* Exercise requirements *
1. From the bass trap thread, copy word for word the part that starts with the words containing "## SAC (Dec" and ends with "to specular energy.".
2. How many lines of the rows contain the string "orange"? Reply with the number alone.

* Extract *
"""

# Bass trap kraft paper



## ste20man (Sep 3, 2011)

Hi.

I'm trying to get a definitive answer on a question if poss.

I am building bass traps and superchunks for the corners of my room and I want to know if I should use brown kraft paper on the front face of the traps and chunks to increase their efficiency.

I've read so much stuff across the web that I'm in a spin about what is the right thing to do - Nothing on, or thin paper / thick paper, pulled tight / not pulled tight to avoid reflections?

Has anyone done this and have some concrete ideas?

I start to build this Friday and at this point I'm not going to put any Kraft on.

All ideas would be appreciated,

Cheers, Ste.


----------



## bpape (Sep 14, 2006)

It depends on what you want to accomplish - though the kraft isn't going to increase efficiciency as much as stopping some upper mid/high frequency absorption. If it is going on a flat board on the front and is fully bonded, it will produce a 'hump' in the absorption curve at some frequency based on the material behind, space behind to boundary, mass of kraft, etc.

Overall, in the front, don't face it. You want the front to be more dead in the mids and highs on the front wall. In the rear, your choice pending the above and how much other high frequency absorption you will have elsewhere in the space.

Bryan


----------



## SAC (Dec 3, 2009)

Porous corner traps are broad band absorbers, that are increasingly efficient the higher the frequency.

In most small rooms this can present a problem, as it is a very common even that when such corner traps are used in conjunction with porous pane absorbers that the room becomes over damped - dead.

Ideally we only want to use broadband (~300 Hz and up) absorbent panels surgically to control anomalous specular energy - meaning to ONLY use them to address actual anomalous high gain early reflections. We want to retain the remaining none destructive lower gain energy in the room.

To this end we want to make the porous corner traps function as LF absorbers. One way to do this is to face the unit with a surface that is reflective to specular energy.

In order to do this a variety of materials can be used. _The *lightest* material that you want to use is 6 mil plastic sheeting._ This will reflect the mid-high energy while functioning effectively as a high pass filter, absorbing the low frequency energy. It can be 'heavier' or thicker, such as paneling or MDF sheet, but you do not want to go thinner, as test indicate that such material is not exhibit sufficient reflectance.

Actually, in testing, a 6 mil covering will exhibit a decline in absorption of energy (meaning it will become reflective) beginning at ~630 Hz and up. Any thinner and the reflective performance is simply inadequate.

"""

* Entries shown *

"""

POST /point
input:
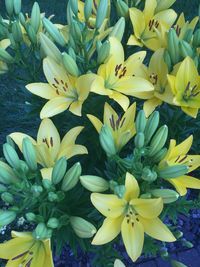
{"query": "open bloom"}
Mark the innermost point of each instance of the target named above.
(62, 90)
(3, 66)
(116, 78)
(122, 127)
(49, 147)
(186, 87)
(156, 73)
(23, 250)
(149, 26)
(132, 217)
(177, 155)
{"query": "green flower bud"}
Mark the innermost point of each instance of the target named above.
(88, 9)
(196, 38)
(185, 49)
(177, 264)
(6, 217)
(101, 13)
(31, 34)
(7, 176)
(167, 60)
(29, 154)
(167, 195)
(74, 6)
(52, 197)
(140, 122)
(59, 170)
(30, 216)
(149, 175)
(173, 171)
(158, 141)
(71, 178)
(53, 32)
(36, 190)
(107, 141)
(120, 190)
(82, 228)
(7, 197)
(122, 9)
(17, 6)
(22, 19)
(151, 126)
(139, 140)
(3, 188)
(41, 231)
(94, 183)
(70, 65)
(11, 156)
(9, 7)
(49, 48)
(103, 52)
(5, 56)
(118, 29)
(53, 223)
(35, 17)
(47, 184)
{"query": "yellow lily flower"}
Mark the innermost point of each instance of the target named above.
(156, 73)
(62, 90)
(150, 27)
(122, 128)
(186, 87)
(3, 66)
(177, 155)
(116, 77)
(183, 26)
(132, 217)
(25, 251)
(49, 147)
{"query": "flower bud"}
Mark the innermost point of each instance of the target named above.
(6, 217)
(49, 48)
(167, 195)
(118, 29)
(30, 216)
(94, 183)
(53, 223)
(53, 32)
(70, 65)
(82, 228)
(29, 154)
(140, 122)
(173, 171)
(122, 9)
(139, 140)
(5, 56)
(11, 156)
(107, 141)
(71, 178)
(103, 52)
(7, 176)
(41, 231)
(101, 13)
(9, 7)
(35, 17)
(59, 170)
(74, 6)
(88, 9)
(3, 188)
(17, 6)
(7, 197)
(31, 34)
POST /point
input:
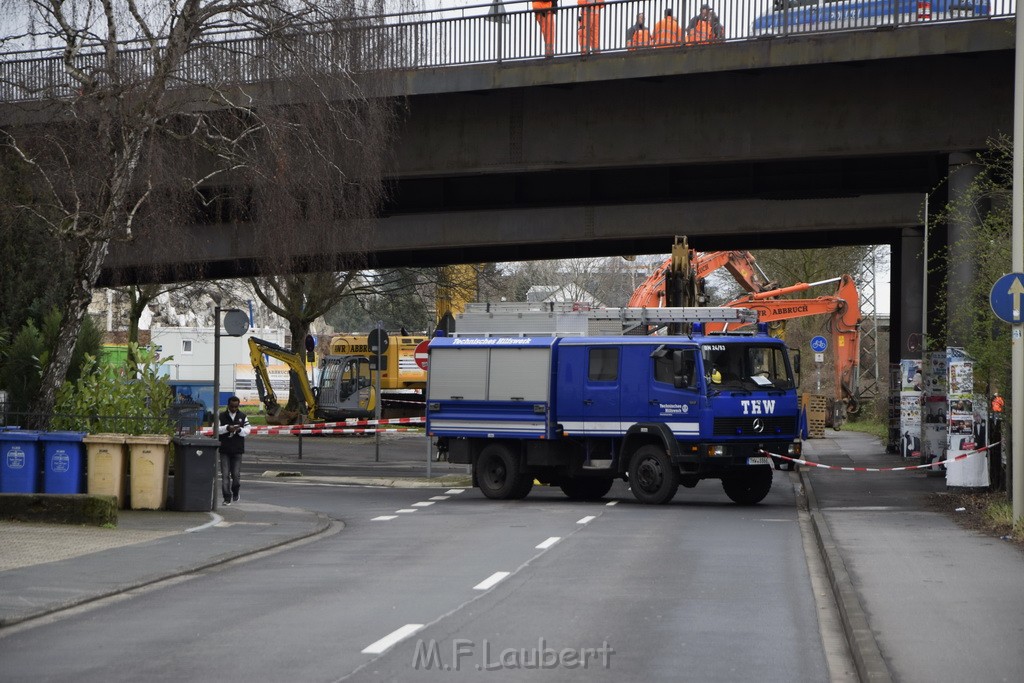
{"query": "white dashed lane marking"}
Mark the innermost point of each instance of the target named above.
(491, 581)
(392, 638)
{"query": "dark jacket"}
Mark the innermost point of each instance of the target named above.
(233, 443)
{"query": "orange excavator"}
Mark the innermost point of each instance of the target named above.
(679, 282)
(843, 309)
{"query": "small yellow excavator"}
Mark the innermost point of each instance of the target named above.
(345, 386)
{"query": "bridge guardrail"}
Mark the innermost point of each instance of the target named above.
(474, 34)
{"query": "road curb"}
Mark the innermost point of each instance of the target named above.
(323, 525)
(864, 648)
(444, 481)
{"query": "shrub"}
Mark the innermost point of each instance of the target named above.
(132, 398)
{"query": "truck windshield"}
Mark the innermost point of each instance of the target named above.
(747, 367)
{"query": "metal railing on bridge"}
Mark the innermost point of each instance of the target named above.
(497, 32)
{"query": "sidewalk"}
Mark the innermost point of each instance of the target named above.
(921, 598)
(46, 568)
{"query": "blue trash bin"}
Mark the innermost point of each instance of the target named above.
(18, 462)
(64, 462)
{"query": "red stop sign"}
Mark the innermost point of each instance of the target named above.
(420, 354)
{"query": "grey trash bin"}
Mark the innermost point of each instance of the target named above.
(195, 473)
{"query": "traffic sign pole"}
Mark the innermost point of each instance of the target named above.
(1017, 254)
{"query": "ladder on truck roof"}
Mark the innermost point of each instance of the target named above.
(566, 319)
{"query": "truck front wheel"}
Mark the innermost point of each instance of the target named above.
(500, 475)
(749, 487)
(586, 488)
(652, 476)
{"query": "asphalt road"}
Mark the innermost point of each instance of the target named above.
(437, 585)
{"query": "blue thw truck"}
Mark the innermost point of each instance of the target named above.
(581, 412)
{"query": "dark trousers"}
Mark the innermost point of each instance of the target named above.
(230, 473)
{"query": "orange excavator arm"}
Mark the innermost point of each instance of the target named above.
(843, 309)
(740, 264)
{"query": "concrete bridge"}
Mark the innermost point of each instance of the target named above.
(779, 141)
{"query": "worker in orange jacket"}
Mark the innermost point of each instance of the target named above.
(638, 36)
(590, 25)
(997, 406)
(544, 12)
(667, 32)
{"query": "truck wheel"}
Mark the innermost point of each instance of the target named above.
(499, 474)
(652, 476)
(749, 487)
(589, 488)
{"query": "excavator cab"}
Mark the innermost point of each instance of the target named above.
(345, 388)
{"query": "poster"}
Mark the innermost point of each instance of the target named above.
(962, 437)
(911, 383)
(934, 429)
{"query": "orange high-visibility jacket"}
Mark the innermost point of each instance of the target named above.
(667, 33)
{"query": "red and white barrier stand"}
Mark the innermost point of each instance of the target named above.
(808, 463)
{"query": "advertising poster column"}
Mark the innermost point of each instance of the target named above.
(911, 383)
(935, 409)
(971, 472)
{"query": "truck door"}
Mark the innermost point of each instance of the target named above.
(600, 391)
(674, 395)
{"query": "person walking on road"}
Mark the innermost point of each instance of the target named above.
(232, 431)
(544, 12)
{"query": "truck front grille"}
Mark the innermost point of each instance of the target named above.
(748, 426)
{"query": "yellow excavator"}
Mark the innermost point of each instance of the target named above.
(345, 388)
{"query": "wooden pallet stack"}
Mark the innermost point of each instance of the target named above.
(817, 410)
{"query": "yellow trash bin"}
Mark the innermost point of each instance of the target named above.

"""

* Final results *
1.
## SAC (Dec 3, 2009)

Porous corner traps are broad band absorbers, that are increasingly efficient the higher the frequency.

In most small rooms this can present a problem, as it is a very common even that when such corner traps are used in conjunction with porous pane absorbers that the room becomes over damped - dead.

Ideally we only want to use broadband (~300 Hz and up) absorbent panels surgically to control anomalous specular energy - meaning to ONLY use them to address actual anomalous high gain early reflections. We want to retain the remaining none destructive lower gain energy in the room.

To this end we want to make the porous corner traps function as LF absorbers. One way to do this is to face the unit with a surface that is reflective to specular energy.

2. 4